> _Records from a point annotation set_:

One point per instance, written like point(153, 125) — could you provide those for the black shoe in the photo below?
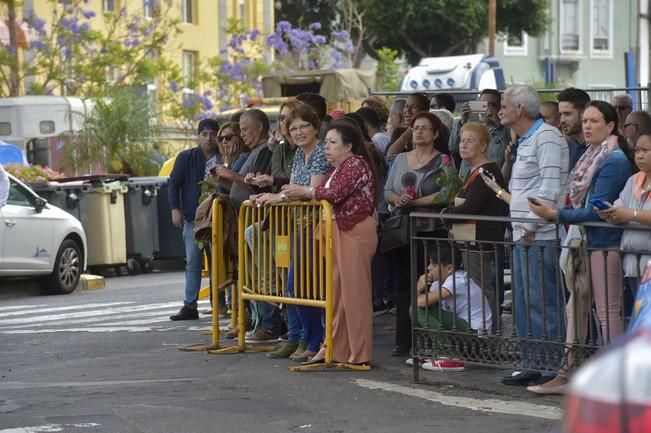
point(520, 378)
point(186, 313)
point(401, 351)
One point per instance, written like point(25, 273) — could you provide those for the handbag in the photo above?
point(395, 233)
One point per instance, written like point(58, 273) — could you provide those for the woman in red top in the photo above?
point(350, 187)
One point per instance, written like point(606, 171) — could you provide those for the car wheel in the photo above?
point(67, 268)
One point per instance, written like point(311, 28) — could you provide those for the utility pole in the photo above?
point(13, 49)
point(492, 26)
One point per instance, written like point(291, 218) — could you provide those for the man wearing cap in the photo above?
point(184, 193)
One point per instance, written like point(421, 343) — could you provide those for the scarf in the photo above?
point(585, 169)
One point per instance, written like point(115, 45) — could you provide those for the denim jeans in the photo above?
point(538, 295)
point(269, 315)
point(193, 259)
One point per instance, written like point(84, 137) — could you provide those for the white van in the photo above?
point(33, 122)
point(441, 74)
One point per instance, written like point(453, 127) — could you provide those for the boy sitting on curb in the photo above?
point(462, 303)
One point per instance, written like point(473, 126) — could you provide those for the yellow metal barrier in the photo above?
point(297, 234)
point(221, 277)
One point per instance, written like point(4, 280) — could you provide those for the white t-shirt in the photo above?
point(457, 284)
point(4, 186)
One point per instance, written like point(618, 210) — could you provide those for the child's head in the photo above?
point(643, 151)
point(443, 261)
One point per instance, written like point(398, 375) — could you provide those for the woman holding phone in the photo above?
point(599, 174)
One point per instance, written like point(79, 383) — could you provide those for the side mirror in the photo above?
point(39, 204)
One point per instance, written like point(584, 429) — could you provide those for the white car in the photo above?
point(39, 239)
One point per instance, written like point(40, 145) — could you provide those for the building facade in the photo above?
point(587, 45)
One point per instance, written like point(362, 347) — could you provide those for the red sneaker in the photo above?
point(443, 365)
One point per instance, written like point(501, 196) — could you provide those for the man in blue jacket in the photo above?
point(184, 192)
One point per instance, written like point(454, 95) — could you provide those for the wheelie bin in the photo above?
point(141, 211)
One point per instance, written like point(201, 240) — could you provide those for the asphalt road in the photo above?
point(108, 361)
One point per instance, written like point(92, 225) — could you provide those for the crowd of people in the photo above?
point(543, 167)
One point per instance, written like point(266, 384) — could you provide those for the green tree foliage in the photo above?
point(120, 132)
point(421, 28)
point(68, 53)
point(300, 13)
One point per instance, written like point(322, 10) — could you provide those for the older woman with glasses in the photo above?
point(232, 152)
point(283, 147)
point(412, 185)
point(305, 332)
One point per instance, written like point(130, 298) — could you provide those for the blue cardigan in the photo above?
point(607, 183)
point(184, 189)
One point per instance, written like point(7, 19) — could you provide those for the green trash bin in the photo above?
point(104, 223)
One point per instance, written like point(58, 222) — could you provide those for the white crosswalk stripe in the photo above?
point(97, 317)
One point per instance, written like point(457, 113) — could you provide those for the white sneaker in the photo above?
point(443, 365)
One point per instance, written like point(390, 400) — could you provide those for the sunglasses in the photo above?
point(227, 137)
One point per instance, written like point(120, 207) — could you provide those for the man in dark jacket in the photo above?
point(184, 192)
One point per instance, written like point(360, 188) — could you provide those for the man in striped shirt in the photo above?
point(539, 174)
point(4, 186)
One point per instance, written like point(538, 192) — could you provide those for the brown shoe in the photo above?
point(262, 335)
point(232, 334)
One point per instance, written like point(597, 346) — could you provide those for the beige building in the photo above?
point(203, 23)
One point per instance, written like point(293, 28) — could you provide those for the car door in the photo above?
point(25, 234)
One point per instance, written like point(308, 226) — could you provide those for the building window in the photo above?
point(189, 68)
point(601, 27)
point(147, 9)
point(108, 5)
point(515, 45)
point(188, 11)
point(570, 25)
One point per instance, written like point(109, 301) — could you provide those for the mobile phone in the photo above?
point(486, 173)
point(599, 203)
point(479, 106)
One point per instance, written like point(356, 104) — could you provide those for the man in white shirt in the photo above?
point(539, 174)
point(4, 186)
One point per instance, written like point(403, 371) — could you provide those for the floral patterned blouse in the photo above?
point(350, 189)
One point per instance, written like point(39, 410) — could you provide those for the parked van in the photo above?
point(468, 72)
point(34, 124)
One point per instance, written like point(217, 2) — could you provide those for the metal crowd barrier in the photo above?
point(221, 277)
point(297, 234)
point(501, 346)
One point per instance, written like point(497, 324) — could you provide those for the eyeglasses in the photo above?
point(226, 137)
point(302, 127)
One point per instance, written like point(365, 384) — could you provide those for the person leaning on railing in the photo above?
point(634, 207)
point(412, 185)
point(599, 174)
point(305, 331)
point(350, 187)
point(476, 198)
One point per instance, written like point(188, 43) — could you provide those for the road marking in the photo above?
point(48, 428)
point(483, 405)
point(130, 318)
point(91, 313)
point(67, 308)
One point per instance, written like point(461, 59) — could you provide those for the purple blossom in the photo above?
point(340, 35)
point(283, 27)
point(253, 34)
point(174, 86)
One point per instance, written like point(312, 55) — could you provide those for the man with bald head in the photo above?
point(635, 122)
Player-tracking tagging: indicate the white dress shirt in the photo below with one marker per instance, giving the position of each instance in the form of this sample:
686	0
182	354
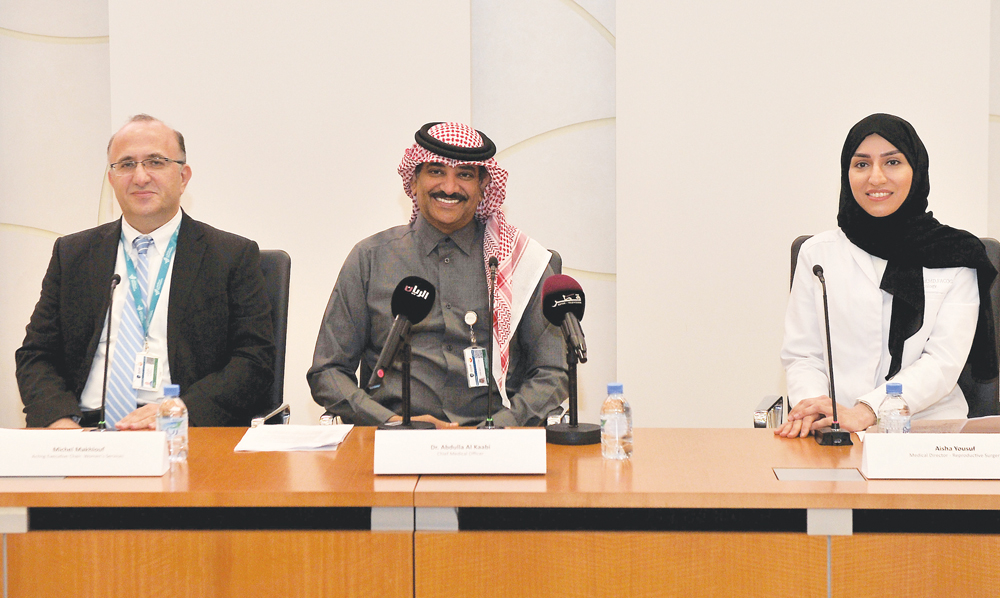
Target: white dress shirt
157	338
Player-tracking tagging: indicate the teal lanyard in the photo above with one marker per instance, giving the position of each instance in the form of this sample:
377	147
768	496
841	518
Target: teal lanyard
145	315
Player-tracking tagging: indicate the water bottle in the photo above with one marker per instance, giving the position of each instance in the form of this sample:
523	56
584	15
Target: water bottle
616	424
172	419
894	413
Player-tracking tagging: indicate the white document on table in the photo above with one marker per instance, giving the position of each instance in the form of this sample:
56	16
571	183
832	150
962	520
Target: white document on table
293	438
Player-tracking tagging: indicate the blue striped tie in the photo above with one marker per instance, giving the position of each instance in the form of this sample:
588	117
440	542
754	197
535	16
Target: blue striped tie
130	342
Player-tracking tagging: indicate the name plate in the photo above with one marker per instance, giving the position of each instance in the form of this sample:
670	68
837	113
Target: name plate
62	453
460	451
931	456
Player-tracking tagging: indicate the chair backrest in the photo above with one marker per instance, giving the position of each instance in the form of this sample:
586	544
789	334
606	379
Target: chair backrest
983	397
277	268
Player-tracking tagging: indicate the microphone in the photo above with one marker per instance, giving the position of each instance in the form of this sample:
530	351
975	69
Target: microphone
563	302
102	425
833	435
411	302
562	305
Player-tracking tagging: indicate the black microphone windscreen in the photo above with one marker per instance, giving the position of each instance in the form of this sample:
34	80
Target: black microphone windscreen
562	295
413	298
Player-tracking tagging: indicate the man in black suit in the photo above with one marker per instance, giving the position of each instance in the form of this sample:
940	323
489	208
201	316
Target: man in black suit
212	336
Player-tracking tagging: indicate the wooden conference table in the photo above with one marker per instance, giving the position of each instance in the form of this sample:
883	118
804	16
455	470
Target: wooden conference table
694	513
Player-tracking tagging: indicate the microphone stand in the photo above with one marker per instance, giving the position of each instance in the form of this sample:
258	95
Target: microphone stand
103	425
407	423
574	433
832	435
488	424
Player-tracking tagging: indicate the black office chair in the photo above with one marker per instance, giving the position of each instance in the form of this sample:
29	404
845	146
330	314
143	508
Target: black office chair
982	397
277	268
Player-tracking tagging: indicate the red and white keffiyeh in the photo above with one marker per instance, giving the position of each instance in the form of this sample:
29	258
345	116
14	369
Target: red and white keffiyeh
521	260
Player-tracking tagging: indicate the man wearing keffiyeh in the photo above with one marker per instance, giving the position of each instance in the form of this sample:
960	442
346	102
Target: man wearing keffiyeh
456	226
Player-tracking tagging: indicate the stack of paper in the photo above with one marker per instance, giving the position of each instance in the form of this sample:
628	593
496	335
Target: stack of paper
293	438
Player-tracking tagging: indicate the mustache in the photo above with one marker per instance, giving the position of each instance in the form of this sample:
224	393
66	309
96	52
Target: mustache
443	195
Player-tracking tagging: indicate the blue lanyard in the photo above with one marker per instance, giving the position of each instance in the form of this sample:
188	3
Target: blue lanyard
133	281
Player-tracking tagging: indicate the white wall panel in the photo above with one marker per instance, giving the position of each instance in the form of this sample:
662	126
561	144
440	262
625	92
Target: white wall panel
543	89
538	65
562	192
54	105
57	18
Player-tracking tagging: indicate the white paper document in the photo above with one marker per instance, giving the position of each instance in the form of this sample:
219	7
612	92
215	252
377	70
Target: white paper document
293	438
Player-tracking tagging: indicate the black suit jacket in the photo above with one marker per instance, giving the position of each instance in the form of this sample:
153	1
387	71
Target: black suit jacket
219	338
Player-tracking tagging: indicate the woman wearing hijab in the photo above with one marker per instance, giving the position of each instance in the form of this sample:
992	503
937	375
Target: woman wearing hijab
908	296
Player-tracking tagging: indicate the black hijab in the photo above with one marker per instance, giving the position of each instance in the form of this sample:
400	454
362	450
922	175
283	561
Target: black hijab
910	239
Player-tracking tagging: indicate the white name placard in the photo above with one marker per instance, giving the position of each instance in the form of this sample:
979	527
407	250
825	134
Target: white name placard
931	456
52	453
460	451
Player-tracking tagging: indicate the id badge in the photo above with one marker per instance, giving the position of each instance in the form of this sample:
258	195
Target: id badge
475	367
147	372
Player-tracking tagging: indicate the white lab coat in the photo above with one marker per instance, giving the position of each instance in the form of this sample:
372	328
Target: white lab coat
932	359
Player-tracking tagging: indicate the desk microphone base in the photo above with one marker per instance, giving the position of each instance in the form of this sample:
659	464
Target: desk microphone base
413	425
831	437
578	435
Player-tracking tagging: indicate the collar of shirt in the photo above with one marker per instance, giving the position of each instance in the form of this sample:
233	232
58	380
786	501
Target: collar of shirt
428	237
161	236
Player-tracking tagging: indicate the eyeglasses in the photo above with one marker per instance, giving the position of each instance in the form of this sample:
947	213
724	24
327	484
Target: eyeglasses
126	167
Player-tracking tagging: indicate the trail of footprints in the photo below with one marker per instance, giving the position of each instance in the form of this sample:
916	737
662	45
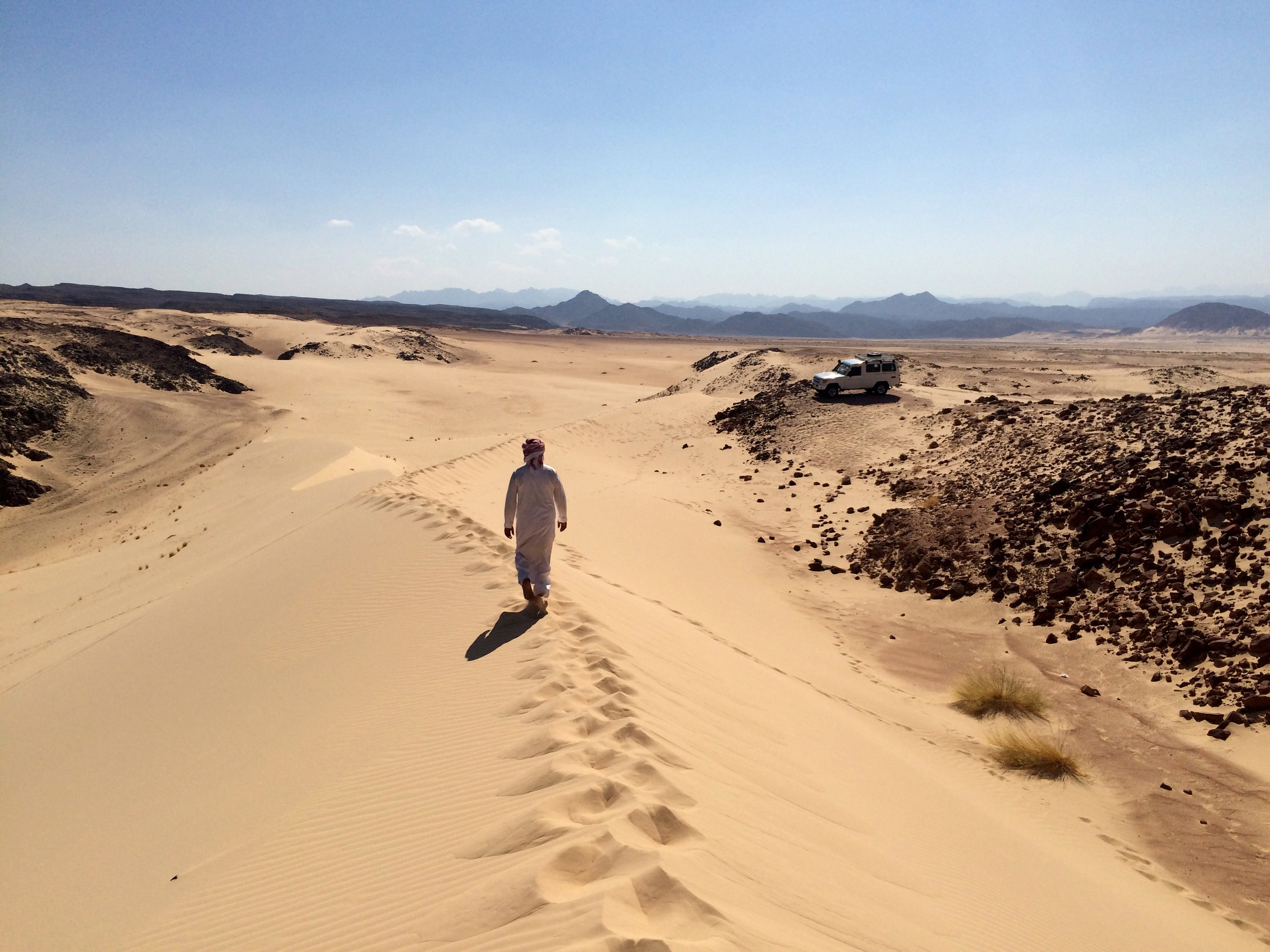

> _Objective_:
Express the lines of the records as a JSON list of strings, one string per line with blank lines omitted, starting with the line that contains "One point per instance, written like point(398, 375)" and going on through the line that contains "point(305, 332)".

> _Expected answer_:
[
  "One point per instance, written like point(398, 375) — could you provide those for the woman holding phone in the photo above?",
  "point(599, 174)",
  "One point per instance, written like point(79, 383) — could you provide those for the side mirror in the photo above?",
  "point(39, 204)",
  "One point per instance, written like point(584, 429) — could you provide those for the white car in the photo above?",
  "point(39, 239)",
  "One point per instance, written like point(40, 145) — could you provide those for the building facade in the photo above?",
  "point(587, 45)",
  "One point per instance, written like point(362, 347) — could you provide those for the red sneaker in the photo above?",
  "point(443, 365)",
  "One point per instance, written like point(501, 196) — could you provide those for the man in blue jacket in the photo above?",
  "point(184, 192)",
  "One point per instance, written like point(454, 95) — could you provide those for the wheelie bin in the photo above?",
  "point(141, 211)",
  "One point per instance, written like point(201, 240) — could you provide those for the asphalt road in the photo above?",
  "point(108, 361)",
  "One point per instance, written like point(92, 225) — could you provide those for the crowd of people in the photo above?",
  "point(543, 167)",
  "One point per instance, written like point(266, 384) — could you provide those for the green tree foliage in the photo above?",
  "point(120, 132)",
  "point(421, 28)",
  "point(68, 53)",
  "point(300, 13)",
  "One point per instance, written like point(322, 10) — could you provide those for the older woman with glasses in the photo above?",
  "point(232, 152)",
  "point(283, 147)",
  "point(412, 185)",
  "point(305, 332)"
]